┌──

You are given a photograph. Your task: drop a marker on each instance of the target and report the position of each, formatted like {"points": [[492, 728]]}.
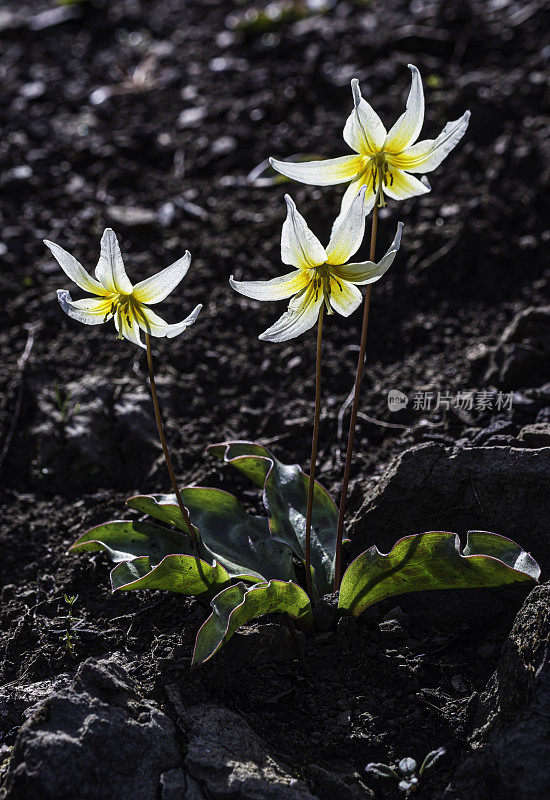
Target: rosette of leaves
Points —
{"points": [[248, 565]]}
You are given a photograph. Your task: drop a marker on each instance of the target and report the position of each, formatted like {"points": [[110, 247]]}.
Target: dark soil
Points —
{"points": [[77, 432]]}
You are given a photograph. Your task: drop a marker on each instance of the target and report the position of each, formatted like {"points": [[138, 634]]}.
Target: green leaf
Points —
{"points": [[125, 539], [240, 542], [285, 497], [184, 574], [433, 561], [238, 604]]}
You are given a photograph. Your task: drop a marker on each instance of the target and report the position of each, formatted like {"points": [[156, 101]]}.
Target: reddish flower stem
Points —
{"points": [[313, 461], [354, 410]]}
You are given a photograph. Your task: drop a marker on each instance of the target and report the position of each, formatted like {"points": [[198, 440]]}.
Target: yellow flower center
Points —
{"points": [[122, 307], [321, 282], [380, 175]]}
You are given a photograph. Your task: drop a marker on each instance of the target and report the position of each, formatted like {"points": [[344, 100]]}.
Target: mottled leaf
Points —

└──
┌──

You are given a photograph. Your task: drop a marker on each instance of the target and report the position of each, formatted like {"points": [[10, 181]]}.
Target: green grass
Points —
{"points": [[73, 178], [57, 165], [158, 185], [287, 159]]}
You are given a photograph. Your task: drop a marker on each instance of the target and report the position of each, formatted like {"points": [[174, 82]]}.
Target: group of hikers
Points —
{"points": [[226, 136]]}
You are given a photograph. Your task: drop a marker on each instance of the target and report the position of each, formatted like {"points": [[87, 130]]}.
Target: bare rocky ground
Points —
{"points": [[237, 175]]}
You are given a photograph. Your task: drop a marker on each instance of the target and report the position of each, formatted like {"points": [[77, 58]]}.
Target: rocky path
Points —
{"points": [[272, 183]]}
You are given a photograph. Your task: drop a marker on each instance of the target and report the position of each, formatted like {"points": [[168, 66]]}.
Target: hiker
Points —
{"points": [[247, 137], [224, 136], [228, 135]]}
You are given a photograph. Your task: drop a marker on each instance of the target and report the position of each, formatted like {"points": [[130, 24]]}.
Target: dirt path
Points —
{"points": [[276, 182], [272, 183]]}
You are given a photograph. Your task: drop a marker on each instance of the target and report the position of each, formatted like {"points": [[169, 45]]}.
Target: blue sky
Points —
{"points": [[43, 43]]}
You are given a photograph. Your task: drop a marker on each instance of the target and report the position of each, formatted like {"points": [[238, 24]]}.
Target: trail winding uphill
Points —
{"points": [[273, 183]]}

└──
┌──

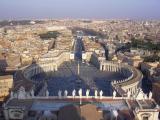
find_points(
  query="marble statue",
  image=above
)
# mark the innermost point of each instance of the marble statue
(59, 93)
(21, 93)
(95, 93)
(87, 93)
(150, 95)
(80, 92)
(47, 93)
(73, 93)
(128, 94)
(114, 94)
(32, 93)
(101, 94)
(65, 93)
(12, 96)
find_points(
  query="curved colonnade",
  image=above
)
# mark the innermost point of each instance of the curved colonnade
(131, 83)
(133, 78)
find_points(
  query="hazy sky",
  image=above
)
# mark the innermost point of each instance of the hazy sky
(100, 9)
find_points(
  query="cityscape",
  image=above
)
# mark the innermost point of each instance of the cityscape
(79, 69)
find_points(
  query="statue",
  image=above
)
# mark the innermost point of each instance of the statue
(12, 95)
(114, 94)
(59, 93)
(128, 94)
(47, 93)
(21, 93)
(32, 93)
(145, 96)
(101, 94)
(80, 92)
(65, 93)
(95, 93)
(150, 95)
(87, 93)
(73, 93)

└──

* [WHAT YOU SHOULD DO] Figure out how many lines above include the string "query", then report that number and nothing else.

* [THE ANSWER] 5